* Problem statement
Render every entry exactly as it appears.
====== Provided entries ======
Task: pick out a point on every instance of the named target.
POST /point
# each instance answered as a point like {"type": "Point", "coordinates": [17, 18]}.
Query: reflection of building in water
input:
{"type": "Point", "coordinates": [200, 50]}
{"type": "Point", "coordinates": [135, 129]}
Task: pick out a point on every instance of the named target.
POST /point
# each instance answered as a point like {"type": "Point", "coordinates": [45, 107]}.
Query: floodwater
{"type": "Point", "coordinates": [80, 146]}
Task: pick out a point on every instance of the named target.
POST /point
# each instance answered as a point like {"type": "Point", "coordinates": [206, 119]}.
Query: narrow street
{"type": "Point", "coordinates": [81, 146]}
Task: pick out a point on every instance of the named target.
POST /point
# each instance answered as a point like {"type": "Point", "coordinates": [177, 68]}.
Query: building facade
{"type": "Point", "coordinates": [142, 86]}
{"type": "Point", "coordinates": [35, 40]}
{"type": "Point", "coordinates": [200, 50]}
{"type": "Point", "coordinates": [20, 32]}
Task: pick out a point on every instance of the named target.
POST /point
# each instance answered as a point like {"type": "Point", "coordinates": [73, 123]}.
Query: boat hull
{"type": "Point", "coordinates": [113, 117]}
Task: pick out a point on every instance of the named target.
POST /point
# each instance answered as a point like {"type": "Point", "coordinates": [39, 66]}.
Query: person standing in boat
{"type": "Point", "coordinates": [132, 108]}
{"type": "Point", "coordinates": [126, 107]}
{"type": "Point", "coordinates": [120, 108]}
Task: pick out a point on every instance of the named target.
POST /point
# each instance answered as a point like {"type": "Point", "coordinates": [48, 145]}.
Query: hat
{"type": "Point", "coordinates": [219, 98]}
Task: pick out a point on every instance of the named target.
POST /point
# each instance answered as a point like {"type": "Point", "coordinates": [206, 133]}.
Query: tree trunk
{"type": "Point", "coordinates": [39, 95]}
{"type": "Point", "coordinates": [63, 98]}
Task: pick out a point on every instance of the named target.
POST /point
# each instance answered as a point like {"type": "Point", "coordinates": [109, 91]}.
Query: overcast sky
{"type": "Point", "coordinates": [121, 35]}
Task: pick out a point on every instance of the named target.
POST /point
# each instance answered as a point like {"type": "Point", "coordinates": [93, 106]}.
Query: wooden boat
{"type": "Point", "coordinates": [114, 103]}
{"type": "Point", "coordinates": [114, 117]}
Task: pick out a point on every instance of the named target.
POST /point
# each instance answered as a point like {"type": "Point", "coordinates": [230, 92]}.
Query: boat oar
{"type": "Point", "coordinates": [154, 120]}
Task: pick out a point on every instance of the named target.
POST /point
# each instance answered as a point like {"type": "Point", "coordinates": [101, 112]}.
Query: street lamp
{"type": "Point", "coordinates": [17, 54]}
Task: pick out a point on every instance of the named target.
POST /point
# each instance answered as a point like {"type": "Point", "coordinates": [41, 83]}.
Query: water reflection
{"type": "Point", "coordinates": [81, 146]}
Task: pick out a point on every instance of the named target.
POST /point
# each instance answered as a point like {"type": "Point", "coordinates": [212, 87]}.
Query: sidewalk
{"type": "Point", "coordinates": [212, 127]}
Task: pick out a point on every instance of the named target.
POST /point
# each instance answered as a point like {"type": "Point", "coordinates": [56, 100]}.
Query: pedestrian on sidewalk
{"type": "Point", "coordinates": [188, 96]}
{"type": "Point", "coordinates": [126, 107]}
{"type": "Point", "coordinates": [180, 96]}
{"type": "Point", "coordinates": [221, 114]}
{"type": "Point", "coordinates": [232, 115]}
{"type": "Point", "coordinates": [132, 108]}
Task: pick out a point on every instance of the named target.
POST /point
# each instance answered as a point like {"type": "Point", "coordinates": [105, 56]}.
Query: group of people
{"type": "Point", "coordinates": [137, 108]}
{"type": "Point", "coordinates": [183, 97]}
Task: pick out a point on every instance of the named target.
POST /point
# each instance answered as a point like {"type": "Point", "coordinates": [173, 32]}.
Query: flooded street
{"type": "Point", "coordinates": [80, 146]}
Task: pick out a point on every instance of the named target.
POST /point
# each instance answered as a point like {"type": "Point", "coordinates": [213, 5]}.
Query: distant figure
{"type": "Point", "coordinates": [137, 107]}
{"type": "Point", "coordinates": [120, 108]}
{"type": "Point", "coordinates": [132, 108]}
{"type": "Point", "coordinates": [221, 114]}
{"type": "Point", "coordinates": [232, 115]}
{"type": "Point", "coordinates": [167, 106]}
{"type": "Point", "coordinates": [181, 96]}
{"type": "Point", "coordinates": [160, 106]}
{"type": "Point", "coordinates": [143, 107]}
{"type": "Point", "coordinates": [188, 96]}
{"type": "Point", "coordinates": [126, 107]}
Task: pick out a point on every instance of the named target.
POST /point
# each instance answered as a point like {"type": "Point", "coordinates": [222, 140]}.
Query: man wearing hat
======
* Exercise output
Task: pick out a point on every instance of the named target.
POST /point
# each instance answered as a point like {"type": "Point", "coordinates": [17, 18]}.
Query: reflection of building in water
input:
{"type": "Point", "coordinates": [200, 50]}
{"type": "Point", "coordinates": [135, 129]}
Task: pick out a point on every instance of the named target.
POST /point
# each instance answered as a point like {"type": "Point", "coordinates": [45, 107]}.
Query: floodwater
{"type": "Point", "coordinates": [80, 146]}
Task: pick out a point on every instance of the named target.
POST /point
# each instance answered as a point like {"type": "Point", "coordinates": [206, 119]}.
Query: narrow street
{"type": "Point", "coordinates": [81, 146]}
Task: pick out a point on every instance of the named target.
POST /point
# each instance answered as a point like {"type": "Point", "coordinates": [177, 68]}.
Query: building facade
{"type": "Point", "coordinates": [142, 86]}
{"type": "Point", "coordinates": [35, 40]}
{"type": "Point", "coordinates": [200, 50]}
{"type": "Point", "coordinates": [20, 32]}
Task: pick out a point on every instance of the named target.
POST /point
# each instance answered as a point like {"type": "Point", "coordinates": [73, 123]}.
Query: boat hull
{"type": "Point", "coordinates": [113, 117]}
Task: pick out a point on every instance of the named target.
POST /point
# each instance answered as a point like {"type": "Point", "coordinates": [39, 66]}.
Query: person standing in boat
{"type": "Point", "coordinates": [132, 108]}
{"type": "Point", "coordinates": [126, 107]}
{"type": "Point", "coordinates": [120, 108]}
Task: pick out a point on every instance of the named target.
POST /point
# each instance answered as a point like {"type": "Point", "coordinates": [48, 145]}.
Query: hat
{"type": "Point", "coordinates": [219, 98]}
Task: pick out a point on every instance of the named target.
POST /point
# each instance answered as a point like {"type": "Point", "coordinates": [206, 133]}.
Query: tree trunk
{"type": "Point", "coordinates": [39, 95]}
{"type": "Point", "coordinates": [63, 98]}
Task: pick out a point on every instance of the named target.
POST /point
# each instance answered as a point like {"type": "Point", "coordinates": [109, 91]}.
Query: overcast sky
{"type": "Point", "coordinates": [121, 35]}
Task: pick out a point on every instance of the named target.
POST /point
# each instance answered as a point like {"type": "Point", "coordinates": [93, 106]}.
Query: wooden boat
{"type": "Point", "coordinates": [114, 103]}
{"type": "Point", "coordinates": [114, 117]}
Task: pick out a point on every instance of the named target.
POST /point
# each instance answered as a point like {"type": "Point", "coordinates": [230, 92]}.
Query: boat oar
{"type": "Point", "coordinates": [154, 120]}
Task: pick out a point on every instance of the named target.
POST /point
# each instance answered as a point like {"type": "Point", "coordinates": [101, 112]}.
Query: street lamp
{"type": "Point", "coordinates": [17, 54]}
Task: pick out a point on every instance of the named target.
POST /point
# each instance answered as a point like {"type": "Point", "coordinates": [41, 83]}.
Query: water reflection
{"type": "Point", "coordinates": [81, 146]}
Task: pick out a point on every instance of the named target.
POST /point
# each instance answered as a point like {"type": "Point", "coordinates": [212, 87]}.
Query: sidewalk
{"type": "Point", "coordinates": [212, 127]}
Task: pick out a point on every instance of the named target.
POST /point
# each instance answered as a point like {"type": "Point", "coordinates": [56, 100]}.
Query: pedestrian on sidewalk
{"type": "Point", "coordinates": [188, 96]}
{"type": "Point", "coordinates": [126, 107]}
{"type": "Point", "coordinates": [180, 96]}
{"type": "Point", "coordinates": [221, 114]}
{"type": "Point", "coordinates": [232, 115]}
{"type": "Point", "coordinates": [132, 108]}
Task: pick out a point on every instance of the named target.
POST /point
# each instance answered as a point like {"type": "Point", "coordinates": [105, 56]}.
Query: group of people
{"type": "Point", "coordinates": [137, 108]}
{"type": "Point", "coordinates": [183, 97]}
Task: pick out a point on every instance of the named target.
POST /point
# each instance answered as a point like {"type": "Point", "coordinates": [173, 32]}.
Query: flooded street
{"type": "Point", "coordinates": [80, 146]}
Task: pick out a point on every instance of the named target.
POST /point
# each instance answered as a point like {"type": "Point", "coordinates": [213, 5]}.
Query: distant figure
{"type": "Point", "coordinates": [137, 107]}
{"type": "Point", "coordinates": [120, 108]}
{"type": "Point", "coordinates": [132, 108]}
{"type": "Point", "coordinates": [221, 114]}
{"type": "Point", "coordinates": [232, 115]}
{"type": "Point", "coordinates": [167, 106]}
{"type": "Point", "coordinates": [181, 96]}
{"type": "Point", "coordinates": [160, 106]}
{"type": "Point", "coordinates": [143, 107]}
{"type": "Point", "coordinates": [188, 96]}
{"type": "Point", "coordinates": [126, 107]}
Task: pick out a point on every instance of the named target.
POST /point
# each instance answered as a point like {"type": "Point", "coordinates": [222, 140]}.
Query: man wearing hat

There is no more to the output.